**Exercise tasks**
a: Answer these questions from the passage on Humboldt County's vaccination rates:
(i) Where does the county rank among the state's 58 counties for vaccinating kindergartners and seventh graders?
(ii) What does the grand jury single out as a major barrier to getting young children all their shots?
(iii) What data website does the grand jury want schools' vaccination rates posted to?
b: Extend the passage on Humboldt County's vaccination rates with a few sentences that pick up after its final sentence.

**Exercise text**
---

In its first report of the year, the Humboldt County Civil Grand Jury took a look at the county’s low vaccination rates, noting we currently rank 54th out of the state’s 58 counties when it comes to kindergartners and seventh graders.
The grand jury hones in on transportation as a major barrier to getting the county’s little ones all their shots, and also urges the Humboldt County Office of Education to take on an oversight role for school’s reporting of vaccination rates, including the posting of those rates to a data website, www.shotsforschool.org. The grand jury report has been met with ridicule in some circles, as it seems to ignore the fact that there are lots and lots of people in Humboldt who just don’t believe in vaccinations, but the recommendations also seem to have some merit.

---

**Material provided**
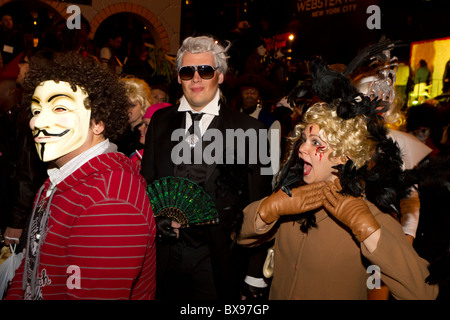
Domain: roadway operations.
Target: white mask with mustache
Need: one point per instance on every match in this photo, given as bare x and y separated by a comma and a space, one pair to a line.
60, 122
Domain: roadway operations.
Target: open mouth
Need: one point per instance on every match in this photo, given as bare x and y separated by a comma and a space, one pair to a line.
48, 137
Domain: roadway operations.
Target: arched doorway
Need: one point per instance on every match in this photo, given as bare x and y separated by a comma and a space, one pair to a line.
33, 18
134, 29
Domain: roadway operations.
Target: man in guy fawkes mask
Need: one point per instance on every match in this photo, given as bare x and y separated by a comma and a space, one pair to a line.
94, 197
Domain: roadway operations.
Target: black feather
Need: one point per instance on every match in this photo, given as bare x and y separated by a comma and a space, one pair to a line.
375, 51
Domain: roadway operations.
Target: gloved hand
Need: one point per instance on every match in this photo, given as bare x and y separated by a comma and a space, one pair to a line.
351, 211
167, 229
249, 292
304, 198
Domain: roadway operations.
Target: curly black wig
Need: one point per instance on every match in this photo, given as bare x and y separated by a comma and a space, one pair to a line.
107, 97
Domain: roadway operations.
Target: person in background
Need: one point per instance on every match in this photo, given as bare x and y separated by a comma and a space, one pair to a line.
12, 41
108, 55
160, 93
28, 172
143, 127
91, 234
140, 96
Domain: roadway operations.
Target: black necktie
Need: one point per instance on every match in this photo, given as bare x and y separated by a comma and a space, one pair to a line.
194, 129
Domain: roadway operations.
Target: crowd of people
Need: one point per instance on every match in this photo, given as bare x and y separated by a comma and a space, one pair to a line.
323, 183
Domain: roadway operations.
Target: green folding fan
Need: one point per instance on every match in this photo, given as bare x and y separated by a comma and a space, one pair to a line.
182, 200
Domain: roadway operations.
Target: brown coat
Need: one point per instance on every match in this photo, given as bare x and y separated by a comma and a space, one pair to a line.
328, 263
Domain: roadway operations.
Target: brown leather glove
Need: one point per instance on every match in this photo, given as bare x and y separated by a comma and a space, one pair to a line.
304, 198
351, 211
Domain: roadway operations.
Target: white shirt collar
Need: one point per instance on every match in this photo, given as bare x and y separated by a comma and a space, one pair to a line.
56, 175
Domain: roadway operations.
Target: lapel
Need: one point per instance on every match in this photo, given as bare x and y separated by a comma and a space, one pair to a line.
175, 121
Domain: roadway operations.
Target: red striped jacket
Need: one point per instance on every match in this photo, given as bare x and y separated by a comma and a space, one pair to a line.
101, 228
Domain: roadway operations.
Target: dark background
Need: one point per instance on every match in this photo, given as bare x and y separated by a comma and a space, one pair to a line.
336, 37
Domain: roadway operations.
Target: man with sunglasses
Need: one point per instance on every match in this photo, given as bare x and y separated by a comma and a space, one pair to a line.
202, 262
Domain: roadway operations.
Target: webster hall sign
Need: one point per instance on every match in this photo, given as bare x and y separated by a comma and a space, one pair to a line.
321, 8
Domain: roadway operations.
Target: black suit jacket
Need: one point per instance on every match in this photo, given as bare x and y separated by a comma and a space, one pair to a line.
231, 186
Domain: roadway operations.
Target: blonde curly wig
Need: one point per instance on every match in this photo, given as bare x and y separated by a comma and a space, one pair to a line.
138, 90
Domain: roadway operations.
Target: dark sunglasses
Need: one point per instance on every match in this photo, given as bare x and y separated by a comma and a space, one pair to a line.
205, 72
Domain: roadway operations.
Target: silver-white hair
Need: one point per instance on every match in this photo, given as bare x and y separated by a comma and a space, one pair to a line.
205, 44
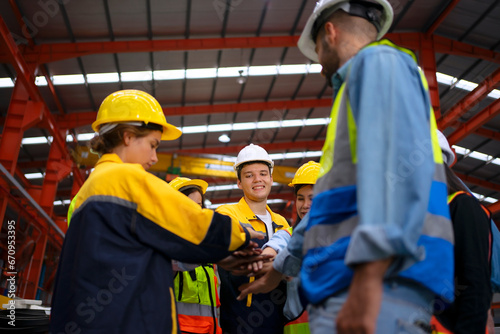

---

**Responses for each task**
a:
(i) 54th
(ii) Transportation
(iii) www.shotsforschool.org

b:
The inspiration for the report seems to have been a new law in California that will mandate that all children in K-12 schools (both public and private), licensed daycare facilities and preschools be up to date with the Centers for Disease Control’s recommended schedule for 10 vaccinations, including measles, mumps, pertussis, rubella, tetanus, diphtheria and hepatitis B. The law does carve out some exceptions for medical reasons, but does away with the personal belief exemption that is very popular in Humboldt County. (The law does allow students with exemption letters on file at their school prior to the start of this year to continue enrollment until they enter the next grade span, ie. Preschool, K-6 and 7-12.)
According to the California Department of Public Health, Humboldt County has the fifth-lowest vaccination rate for incoming kindergartners of the state’s 58 counties. Only 82 percent of Humboldt’s incoming kindergartners for the 2014-2015 school year had all their required immunizations. Statewide, the average was 93 percent.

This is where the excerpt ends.